**Prompt A:**
According to the text on summer loss, how much of the achievement difference between economically advantaged and ghetto schools did Hayes and Grether attribute to the four summers between second and sixth grade?
**Prompt B:**
Please extend the text on summer loss past its final sentence.

**Text to read:**
Research - Summer Loss: The Phenomenon No One Wants to Deal With.
Interest in the phenomenon of "summer loss" seems to have been largely limited to researchers, but it is certainly long-standing. Twenty years ago, Donald Hayes and Judith Grether reported that a seven-month difference in reading achievement between poor and middle-class students in the second grade had widened to two years and seven months by the end of sixth grade. As in the research reported in the March column, the gap grew in spite of the fact that the two groups made similar progress during the school year. Hayes and Grether concluded that "the differential progress made during the four summers between second and sixth grade accounts for upwards of 80% of the achievement difference between economically advantaged and ghetto schools."
Eighty percent! Just that finding should have been sufficient to make people sit up and take notice, but now there's more. The phenomenon of summer loss has major implications for the measurement of "Adequate Yearly Progress" that is required of states accepting federal money through the reauthorized Elementary and Secondary Education Act (ESEA), otherwise known as the No Child Left Behind Act. (In my opinion, states ought to decline the funds, allowing them to ignore ESEA's outrageous requirements.) Most states and districts do not test twice yearly, but without twice-a-year testing, differential summer loss cannot be detected. Schools whose poor children are learning over the year will suffer because summer loss will cause them to fall farther and farther behind their middle-class peers and to fail to show much growth in reading and math. It will thus appear that the schools are failing, and they will be blamed for what is happening - or, more accurately, is not happening - in the family and the community.
That said, I must also immediately add that there is a lot more to schools than test scores (hard as that might be to believe these days). In the May 2001 Research column, I reported on a study that showed enormous differences in beginning reading instruction in wealthy and poor classrooms. Freelance writer Michael Sokolove has now captured the essential differences nicely in the 24 February 2002 issue of the Washington Post Sunday Magazine. "As I observed them [poor students receiving Direct Instruction], it occurred to me that high-stakes tests are imposing a kind of instructional divide. The wealthy kids get the full package - instruction that is not rote, books that are rich in content. And the poor kids get the stripped-down model - only what they are perceived to need." I think the operative word in the preceding sentence is "perceived."

**Data section:**
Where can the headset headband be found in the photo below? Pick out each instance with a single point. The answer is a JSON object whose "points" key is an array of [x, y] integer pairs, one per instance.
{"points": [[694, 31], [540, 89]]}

**Exercise output A:**
Upwards of 80%.

**Exercise output B:**
In a review of research on summer loss, Richard Allington and Anne McGill-Franzen of the University of Florida take note of a meta- analysis of research conducted on 13 studies. The report of the meta- analysis also provided a narrative analysis of 24 other studies that were available but failed to provide sufficient data for the meta- analytic procedures. The conclusion of the meta-analysis is stark: one summer equals a three-month loss. Over the course of grades 1 through 6, this adds up to 11/2 years.
A study that did not directly examine summer loss found that, in Title I programs, gains measured by spring-to-spring testing were much smaller than those measured by fall-to-spring testing. This finding implies summer loss and led the researchers to conclude: "Title I interventions during the regular school year alone may not sustain their relatively large Fall/Spring achievement improvements."
Allington and McGill-Franzen believe that much can be improved by increasing the quality of instruction in low-income schools. However, they also argue that "the scientific evidence on the accumulating impact of summer loss on the achievement gap is compelling." (Allington can be reached at email@example.com.)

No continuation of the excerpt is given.